▸ **Work to complete**
An exact copy of the lines from the one containing "Target: gold pendant lamp" to the end of the records below is required, and nothing else.

▸ **Exercise material**

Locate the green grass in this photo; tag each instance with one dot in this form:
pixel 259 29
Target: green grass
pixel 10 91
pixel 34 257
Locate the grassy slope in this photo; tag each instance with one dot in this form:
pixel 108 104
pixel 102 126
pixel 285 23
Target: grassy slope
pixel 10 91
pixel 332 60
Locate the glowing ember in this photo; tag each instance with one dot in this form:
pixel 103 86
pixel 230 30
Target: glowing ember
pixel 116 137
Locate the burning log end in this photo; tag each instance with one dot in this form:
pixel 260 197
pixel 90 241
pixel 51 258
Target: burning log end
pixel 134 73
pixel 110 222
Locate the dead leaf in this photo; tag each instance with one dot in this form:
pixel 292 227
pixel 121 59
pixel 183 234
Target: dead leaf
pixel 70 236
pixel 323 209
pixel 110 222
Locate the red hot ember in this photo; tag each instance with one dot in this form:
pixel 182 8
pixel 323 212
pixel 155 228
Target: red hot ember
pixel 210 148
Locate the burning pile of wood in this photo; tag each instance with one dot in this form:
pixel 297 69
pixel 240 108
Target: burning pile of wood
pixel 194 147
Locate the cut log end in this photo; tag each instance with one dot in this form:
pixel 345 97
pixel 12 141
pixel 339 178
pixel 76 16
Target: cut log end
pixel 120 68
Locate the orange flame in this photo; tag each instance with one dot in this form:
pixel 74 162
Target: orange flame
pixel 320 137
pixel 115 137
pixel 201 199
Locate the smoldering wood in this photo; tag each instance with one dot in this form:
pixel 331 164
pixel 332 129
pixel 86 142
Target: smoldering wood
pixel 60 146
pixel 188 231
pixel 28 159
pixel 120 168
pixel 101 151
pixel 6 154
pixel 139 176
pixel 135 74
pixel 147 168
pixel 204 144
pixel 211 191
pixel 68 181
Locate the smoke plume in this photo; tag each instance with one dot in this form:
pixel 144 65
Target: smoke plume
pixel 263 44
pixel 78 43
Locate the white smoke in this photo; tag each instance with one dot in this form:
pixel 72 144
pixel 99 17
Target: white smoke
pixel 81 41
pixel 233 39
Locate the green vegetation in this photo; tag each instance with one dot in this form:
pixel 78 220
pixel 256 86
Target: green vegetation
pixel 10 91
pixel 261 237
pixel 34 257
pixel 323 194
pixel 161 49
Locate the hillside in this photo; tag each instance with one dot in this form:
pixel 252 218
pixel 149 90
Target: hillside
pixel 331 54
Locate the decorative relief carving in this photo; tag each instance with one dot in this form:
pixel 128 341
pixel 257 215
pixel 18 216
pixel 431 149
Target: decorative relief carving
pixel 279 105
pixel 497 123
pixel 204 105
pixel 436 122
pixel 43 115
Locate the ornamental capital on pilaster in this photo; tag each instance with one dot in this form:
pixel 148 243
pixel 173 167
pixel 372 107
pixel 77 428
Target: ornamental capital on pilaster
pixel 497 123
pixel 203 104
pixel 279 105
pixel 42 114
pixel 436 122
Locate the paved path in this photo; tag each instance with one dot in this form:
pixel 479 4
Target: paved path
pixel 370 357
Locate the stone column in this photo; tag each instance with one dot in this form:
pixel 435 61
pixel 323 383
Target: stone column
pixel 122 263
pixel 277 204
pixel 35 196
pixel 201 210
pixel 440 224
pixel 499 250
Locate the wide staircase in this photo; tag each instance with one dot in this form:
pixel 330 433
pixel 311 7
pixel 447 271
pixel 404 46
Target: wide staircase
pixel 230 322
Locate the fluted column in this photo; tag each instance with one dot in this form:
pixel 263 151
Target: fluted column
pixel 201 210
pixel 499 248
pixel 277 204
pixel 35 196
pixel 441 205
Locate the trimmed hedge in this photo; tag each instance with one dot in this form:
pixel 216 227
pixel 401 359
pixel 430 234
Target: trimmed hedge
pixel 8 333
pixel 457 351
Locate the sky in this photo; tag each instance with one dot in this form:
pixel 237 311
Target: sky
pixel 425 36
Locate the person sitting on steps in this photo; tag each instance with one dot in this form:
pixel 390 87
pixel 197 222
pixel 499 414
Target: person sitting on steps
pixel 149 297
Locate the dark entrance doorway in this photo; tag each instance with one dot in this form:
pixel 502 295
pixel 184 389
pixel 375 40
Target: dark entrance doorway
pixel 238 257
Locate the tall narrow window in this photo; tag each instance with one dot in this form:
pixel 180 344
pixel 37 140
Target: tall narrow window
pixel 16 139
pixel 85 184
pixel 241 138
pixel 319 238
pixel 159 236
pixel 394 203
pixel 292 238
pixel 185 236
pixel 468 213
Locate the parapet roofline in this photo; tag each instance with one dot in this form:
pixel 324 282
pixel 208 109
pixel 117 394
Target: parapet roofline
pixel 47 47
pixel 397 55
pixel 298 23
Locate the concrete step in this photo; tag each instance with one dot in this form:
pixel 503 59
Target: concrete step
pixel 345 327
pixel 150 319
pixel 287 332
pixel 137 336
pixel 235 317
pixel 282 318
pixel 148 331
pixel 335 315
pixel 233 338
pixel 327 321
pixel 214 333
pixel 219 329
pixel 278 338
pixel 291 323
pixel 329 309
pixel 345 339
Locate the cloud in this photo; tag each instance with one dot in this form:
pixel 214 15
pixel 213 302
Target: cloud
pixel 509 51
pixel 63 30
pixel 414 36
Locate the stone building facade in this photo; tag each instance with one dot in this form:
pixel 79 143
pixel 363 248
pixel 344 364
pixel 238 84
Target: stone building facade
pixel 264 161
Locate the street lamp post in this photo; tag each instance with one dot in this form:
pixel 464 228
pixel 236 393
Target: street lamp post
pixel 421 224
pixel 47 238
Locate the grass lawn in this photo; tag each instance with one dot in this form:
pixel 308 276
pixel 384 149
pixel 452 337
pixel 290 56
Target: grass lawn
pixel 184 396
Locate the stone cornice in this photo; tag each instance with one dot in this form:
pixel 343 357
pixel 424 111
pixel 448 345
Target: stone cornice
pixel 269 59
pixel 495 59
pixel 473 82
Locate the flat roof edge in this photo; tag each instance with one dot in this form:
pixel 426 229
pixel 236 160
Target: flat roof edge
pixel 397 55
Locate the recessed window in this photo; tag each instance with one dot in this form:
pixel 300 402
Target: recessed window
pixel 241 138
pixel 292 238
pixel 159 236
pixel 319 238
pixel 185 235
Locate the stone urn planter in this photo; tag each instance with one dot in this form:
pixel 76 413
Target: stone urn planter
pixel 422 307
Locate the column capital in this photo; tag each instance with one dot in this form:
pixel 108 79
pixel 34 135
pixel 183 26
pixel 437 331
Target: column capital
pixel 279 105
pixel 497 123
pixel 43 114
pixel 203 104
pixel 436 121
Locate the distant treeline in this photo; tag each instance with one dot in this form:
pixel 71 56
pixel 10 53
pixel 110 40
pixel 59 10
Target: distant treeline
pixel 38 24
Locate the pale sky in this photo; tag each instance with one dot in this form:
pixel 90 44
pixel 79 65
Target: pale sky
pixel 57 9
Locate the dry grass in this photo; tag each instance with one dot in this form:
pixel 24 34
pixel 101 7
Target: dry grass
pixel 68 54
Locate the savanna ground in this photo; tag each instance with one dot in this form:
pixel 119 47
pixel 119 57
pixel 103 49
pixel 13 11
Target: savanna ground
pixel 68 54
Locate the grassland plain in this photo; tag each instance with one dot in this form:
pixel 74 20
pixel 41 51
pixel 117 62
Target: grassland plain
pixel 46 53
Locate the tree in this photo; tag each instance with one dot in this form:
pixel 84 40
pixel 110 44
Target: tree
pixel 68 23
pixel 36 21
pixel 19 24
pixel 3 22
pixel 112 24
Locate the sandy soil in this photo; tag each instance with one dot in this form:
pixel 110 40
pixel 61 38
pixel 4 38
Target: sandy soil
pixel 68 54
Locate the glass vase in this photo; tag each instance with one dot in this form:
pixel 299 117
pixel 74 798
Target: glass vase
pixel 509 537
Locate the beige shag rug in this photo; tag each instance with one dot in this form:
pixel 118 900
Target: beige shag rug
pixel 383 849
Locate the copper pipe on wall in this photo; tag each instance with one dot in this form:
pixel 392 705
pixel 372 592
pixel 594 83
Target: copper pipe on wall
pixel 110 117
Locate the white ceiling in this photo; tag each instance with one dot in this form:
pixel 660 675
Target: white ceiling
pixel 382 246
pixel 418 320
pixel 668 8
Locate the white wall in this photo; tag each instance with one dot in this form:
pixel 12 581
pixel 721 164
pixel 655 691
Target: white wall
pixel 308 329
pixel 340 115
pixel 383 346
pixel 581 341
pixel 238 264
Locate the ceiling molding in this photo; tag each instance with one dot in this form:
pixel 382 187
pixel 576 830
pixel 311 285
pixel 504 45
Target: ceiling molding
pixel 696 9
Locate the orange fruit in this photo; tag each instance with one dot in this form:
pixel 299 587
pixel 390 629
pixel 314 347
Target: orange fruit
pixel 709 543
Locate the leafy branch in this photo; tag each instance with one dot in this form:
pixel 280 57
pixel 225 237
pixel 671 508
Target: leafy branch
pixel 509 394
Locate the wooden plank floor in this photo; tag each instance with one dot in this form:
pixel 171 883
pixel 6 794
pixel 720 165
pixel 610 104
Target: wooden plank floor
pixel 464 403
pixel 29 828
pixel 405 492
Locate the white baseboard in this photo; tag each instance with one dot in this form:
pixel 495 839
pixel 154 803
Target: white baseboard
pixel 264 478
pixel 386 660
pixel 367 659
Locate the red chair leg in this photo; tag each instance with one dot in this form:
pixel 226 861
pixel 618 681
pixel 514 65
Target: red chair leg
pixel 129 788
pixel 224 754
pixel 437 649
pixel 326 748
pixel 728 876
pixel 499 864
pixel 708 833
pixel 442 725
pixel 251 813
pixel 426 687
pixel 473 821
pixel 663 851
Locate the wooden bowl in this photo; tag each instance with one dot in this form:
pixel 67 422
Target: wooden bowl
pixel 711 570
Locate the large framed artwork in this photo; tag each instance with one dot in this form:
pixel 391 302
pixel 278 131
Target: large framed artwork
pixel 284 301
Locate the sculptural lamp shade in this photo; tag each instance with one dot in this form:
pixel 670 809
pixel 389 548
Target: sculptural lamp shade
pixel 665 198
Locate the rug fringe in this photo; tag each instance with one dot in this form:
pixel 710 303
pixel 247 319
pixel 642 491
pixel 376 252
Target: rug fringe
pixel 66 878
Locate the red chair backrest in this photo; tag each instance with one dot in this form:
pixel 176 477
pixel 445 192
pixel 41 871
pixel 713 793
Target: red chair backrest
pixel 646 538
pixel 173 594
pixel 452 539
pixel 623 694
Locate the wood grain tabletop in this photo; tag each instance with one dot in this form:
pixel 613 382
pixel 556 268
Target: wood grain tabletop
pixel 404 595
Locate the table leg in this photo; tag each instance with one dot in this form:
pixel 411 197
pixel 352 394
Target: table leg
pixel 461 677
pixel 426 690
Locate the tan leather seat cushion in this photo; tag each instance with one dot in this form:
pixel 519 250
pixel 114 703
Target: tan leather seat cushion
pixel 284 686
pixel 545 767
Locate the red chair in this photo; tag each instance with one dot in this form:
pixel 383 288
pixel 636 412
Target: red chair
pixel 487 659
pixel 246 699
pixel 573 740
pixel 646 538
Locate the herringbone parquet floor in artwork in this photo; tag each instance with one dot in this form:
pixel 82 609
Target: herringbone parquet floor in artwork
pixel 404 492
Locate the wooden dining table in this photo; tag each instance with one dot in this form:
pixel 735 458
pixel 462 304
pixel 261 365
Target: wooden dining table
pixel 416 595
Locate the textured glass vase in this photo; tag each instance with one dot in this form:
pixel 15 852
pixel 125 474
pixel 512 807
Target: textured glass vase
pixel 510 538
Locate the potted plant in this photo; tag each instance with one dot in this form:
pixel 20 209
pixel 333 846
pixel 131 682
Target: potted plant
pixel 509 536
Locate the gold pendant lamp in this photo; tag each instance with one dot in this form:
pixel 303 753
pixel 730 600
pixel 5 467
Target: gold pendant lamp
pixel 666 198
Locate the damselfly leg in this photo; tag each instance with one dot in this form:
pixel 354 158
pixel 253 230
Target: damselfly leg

▸ **Response to the task**
Target: gold pendant lamp
pixel 666 198
Locate the damselfly leg in this photo; tag each instance with one dot in this form:
pixel 354 158
pixel 253 230
Target: damselfly leg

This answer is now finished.